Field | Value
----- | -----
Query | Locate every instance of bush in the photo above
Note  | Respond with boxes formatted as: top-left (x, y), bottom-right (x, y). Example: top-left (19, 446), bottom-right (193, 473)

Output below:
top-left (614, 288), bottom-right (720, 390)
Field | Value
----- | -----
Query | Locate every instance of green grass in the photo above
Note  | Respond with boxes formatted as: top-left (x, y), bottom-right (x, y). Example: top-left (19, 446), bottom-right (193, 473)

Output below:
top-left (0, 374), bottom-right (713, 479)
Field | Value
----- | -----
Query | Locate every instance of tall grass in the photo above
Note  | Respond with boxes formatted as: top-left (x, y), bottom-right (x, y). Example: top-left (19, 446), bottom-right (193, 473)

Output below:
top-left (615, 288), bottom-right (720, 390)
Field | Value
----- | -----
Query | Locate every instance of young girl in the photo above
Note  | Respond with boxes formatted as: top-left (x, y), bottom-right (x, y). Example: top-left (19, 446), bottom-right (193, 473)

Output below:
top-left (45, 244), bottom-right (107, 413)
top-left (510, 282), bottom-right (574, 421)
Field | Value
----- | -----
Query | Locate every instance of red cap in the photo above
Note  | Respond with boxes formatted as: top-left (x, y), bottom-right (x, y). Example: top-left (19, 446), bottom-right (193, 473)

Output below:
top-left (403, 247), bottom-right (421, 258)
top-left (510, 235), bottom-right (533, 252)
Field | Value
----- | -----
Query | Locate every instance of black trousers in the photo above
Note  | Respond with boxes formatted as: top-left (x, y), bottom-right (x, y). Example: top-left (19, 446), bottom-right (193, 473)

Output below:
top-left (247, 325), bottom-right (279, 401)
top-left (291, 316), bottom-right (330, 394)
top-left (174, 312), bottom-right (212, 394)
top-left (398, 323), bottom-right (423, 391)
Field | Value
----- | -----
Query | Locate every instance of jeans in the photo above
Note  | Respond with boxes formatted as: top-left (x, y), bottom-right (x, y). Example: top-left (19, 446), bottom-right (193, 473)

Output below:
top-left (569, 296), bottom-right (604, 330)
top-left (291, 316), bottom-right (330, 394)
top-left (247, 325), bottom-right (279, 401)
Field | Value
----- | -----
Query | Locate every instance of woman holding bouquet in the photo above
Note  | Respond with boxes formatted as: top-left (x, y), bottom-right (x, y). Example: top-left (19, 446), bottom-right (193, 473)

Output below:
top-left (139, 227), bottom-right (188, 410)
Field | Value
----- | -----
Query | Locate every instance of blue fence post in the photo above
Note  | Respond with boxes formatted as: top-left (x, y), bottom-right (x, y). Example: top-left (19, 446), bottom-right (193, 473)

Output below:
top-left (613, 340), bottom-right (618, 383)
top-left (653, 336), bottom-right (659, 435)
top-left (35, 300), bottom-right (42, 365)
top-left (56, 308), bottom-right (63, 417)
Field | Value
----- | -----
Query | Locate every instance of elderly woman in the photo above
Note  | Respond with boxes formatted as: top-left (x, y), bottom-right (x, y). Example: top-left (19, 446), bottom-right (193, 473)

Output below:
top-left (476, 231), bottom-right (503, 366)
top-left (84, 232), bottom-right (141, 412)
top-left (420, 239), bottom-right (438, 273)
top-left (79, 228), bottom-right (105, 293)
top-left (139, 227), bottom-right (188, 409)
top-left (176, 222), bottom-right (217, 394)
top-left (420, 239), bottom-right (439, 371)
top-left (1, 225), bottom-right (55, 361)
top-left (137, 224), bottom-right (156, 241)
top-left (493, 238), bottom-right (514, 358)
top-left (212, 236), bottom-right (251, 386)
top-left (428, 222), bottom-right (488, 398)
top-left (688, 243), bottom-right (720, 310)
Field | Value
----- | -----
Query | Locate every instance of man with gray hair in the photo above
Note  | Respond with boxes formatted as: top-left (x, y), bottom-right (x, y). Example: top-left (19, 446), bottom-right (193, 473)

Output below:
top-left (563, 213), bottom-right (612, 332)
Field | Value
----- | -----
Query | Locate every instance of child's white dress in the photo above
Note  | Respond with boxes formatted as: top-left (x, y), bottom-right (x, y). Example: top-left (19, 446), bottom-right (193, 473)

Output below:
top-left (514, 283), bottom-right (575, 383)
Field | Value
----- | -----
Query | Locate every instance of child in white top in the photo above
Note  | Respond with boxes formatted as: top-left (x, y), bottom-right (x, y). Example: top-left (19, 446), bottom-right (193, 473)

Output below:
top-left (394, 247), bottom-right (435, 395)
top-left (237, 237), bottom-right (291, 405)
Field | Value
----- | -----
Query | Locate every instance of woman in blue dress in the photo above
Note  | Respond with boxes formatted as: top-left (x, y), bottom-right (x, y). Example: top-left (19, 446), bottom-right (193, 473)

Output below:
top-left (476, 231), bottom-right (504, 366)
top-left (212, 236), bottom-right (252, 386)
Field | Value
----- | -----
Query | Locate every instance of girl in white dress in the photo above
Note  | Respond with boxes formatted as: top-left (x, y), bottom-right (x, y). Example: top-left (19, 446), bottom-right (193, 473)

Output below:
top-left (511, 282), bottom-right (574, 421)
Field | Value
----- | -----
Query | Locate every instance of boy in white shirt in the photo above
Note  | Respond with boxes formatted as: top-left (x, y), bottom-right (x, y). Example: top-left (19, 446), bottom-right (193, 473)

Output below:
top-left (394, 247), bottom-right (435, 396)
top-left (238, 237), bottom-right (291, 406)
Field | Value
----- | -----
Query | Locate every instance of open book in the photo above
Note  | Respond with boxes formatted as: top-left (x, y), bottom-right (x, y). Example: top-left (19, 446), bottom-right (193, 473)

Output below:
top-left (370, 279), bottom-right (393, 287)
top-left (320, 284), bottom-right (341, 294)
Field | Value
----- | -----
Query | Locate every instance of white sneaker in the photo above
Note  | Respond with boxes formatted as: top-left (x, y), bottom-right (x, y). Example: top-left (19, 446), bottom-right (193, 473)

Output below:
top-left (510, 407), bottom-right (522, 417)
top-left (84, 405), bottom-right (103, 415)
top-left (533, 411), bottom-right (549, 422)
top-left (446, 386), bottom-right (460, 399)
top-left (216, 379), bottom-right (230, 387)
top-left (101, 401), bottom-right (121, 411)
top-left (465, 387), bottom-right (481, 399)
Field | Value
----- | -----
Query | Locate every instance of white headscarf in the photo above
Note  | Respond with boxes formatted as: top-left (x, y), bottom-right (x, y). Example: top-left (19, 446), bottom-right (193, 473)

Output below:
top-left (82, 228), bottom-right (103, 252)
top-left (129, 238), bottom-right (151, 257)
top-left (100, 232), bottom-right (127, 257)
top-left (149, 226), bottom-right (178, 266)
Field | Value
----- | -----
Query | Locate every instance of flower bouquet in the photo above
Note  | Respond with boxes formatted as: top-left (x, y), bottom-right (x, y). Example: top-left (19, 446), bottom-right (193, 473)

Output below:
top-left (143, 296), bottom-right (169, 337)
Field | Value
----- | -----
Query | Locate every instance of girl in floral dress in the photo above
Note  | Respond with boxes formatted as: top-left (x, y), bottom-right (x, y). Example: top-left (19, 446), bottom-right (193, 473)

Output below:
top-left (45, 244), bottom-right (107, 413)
□ □ □ □ □ □ □
**What is needed:** Report how many lines of the listing carry the word "child", and add nothing.

**Written solution:** 2